- _REQUIREMENTS_: Please reproduce every line of the data below, including the lines without coordinates, and offset each point's coordinates by adding 141 to both numbers.

## START DATASET EXTRACT

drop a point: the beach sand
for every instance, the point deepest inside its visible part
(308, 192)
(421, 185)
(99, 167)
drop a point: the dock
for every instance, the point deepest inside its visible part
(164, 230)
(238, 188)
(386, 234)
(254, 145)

## END DATASET EXTRACT

- _SOLUTION FOR THIS EXERCISE_:
drop a point: the beach sand
for every instance, the point deepest inside its visible part
(449, 333)
(562, 326)
(240, 308)
drop a point: the dock
for every instance, the point deepest inside its visible part
(305, 371)
(379, 329)
(527, 375)
(395, 286)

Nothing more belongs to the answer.